CONSIGNE ÉCRITE: Extrais toutes les lignes ci-dessous et recopie-les à l'identique, sans en changer un seul caractère.

LISTE DES LIGNES:

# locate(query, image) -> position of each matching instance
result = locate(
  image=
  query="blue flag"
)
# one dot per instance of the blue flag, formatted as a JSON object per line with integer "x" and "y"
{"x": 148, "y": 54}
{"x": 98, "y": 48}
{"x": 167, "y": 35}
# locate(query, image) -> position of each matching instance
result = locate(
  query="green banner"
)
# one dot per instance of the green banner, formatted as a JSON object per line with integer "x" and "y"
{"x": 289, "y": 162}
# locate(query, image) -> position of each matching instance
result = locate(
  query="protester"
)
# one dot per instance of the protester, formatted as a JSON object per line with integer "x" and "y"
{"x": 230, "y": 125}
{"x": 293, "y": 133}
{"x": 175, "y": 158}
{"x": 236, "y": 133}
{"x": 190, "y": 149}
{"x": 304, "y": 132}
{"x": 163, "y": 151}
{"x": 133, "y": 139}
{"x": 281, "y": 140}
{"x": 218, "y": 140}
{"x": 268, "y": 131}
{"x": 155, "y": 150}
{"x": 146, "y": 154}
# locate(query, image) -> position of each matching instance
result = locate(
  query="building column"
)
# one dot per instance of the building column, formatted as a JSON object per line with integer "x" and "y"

SOLUTION PROPOSÉE:
# locate(query, image) -> position of each matching instance
result = locate(
  image=
  query="blue flag"
)
# one dot per instance of the blue flag, formatted as a JSON object per line with integer "x" and "y"
{"x": 148, "y": 54}
{"x": 98, "y": 48}
{"x": 167, "y": 35}
# locate(query, image) -> position of each matching instance
result = locate(
  query="green banner"
)
# one dot per instance of the green banner, formatted as a JSON object per line with integer "x" and "y"
{"x": 289, "y": 162}
# locate(query, image) -> position of each matching instance
result = locate(
  query="protester"
)
# one dot per instance of the protester, formatted as a JSON object per line with integer "x" and "y"
{"x": 230, "y": 125}
{"x": 293, "y": 133}
{"x": 175, "y": 158}
{"x": 236, "y": 133}
{"x": 190, "y": 149}
{"x": 304, "y": 132}
{"x": 163, "y": 151}
{"x": 133, "y": 139}
{"x": 281, "y": 140}
{"x": 218, "y": 140}
{"x": 268, "y": 131}
{"x": 155, "y": 150}
{"x": 146, "y": 154}
# locate(query, image) -> position of each matching instance
result = locate(
  query="building column"
)
# one dot per instance of the building column, formatted as a JSON object per line with integer "x" and "y"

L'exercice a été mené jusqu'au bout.